Supplied text:
— BEGIN —

Bit depth and color pass

Practically all scanners today are single-pass types with 48-bit color. Gone are the scanners of yore that required three passes to capture the full RGB (red, green, blue) color information from an image in individual, painstakingly slow takes. Gone too are 24-bit and 36-bit scanners that proved sufficient in the past for delivering up to 68.7 billions of color.

Today’s single-pass, 48-bit scanners are fast and can theoretically capture up to 250 trillion colors - clearly more color than the human eye can distinguish or what monitors and printers can reproduce - but impressive nonetheless for the promise of yielding hues as close to life as possible and delivering smoother color gradations. Ignore all but single-pass scanners when shopping for a flatbed, and aim for 48-bit color as well. Consider lower-bit models (such as 42-bits) only if your scanner of choice has other specs that a higher-bit counterpart may not have - such as patented technologies and special features - that more than compensate for the lower bit depth of your selected model.

— END —

Exercise task 1:
For each statement about the bit-depth passage, answer yes or no to whether it agrees with the passage, and quote the words that decide it.
(a) Practically all scanners today are single-pass types.
(b) A 48-bit scanner captures fewer colors than the human eye can distinguish.
(c) Lower-bit models should never be considered when buying a flatbed.
Exercise task 2:
Answer these questions from the bit-depth passage.
(a) How many passes did older scanners need to capture the full RGB color information?
(b) Up to how many colors can today's 48-bit scanners theoretically capture?
(c) What bit depth does the passage give as an example of a lower-bit model?
Exercise task 3: Recast the paragraph of the bit-depth passage that begins "Today’s single-pass, 48-bit scanners" as a short bulleted list that keeps its main facts.
The lines after this point come from a different source.

Listed records:
— BEGIN —

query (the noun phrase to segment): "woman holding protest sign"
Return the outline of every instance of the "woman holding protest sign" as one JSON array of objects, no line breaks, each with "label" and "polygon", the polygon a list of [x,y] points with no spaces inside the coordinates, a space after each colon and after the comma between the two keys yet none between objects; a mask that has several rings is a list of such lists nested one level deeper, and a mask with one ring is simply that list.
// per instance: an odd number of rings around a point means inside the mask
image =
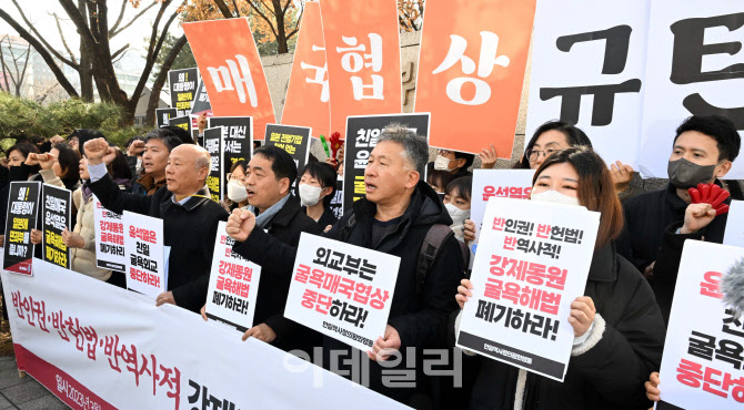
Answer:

— END —
— BEGIN —

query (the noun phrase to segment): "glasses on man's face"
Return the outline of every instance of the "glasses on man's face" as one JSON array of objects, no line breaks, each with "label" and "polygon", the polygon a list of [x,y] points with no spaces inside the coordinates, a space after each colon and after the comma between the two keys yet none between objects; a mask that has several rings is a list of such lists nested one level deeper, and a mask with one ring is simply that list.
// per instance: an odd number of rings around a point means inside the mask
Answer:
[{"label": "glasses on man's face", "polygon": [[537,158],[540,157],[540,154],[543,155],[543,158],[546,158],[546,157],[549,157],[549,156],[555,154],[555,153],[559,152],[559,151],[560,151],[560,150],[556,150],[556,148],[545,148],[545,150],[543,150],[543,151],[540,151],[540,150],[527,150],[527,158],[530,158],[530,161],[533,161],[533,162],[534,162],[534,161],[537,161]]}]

— END —

Task response 1:
(a) Yes: "Practically all scanners today are single-pass types with 48-bit color."
(b) No: "clearly more color than the human eye can distinguish or what monitors and printers can reproduce"
(c) No: "Consider lower-bit models (such as 42-bits) only if your scanner of choice has other specs that a higher-bit counterpart may not have"

Task response 2:
(a) Three passes.
(b) Up to 250 trillion colors.
(c) 42 bits.

Task response 3:
- Single-pass, 48-bit scanners are fast and can theoretically capture up to 250 trillion colors.
- That is more color than the human eye can distinguish or monitors and printers can reproduce.
- The range still promises lifelike hues and smoother color gradations.
- When shopping for a flatbed, choose only single-pass scanners and aim for 48-bit color.
- Consider a lower-bit model, such as 42-bit, only if it has specs, such as patented technologies or special features, that more than make up for the lower bit depth.